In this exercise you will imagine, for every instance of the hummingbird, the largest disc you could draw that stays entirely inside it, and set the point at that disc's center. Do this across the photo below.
---
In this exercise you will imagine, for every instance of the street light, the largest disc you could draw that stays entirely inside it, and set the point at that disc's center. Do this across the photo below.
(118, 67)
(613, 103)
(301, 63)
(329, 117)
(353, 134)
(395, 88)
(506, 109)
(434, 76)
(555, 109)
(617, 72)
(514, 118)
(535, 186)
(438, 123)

__Written instruction__: Identify every line in the entries above that contains the string "across", and copy each of those lines. Case counts.

__Result for this task__:
In this exercise you will imagine, for every instance of the hummingbird, the largest disc you could draw that stays entirely inside it, and set the point at that disc's center. Do this across the photo below.
In this exercise you will imagine, for every instance of the street light, the largest disc you could draw that stays entirely inside it, and set the point at that disc's center. Do this across the photo below.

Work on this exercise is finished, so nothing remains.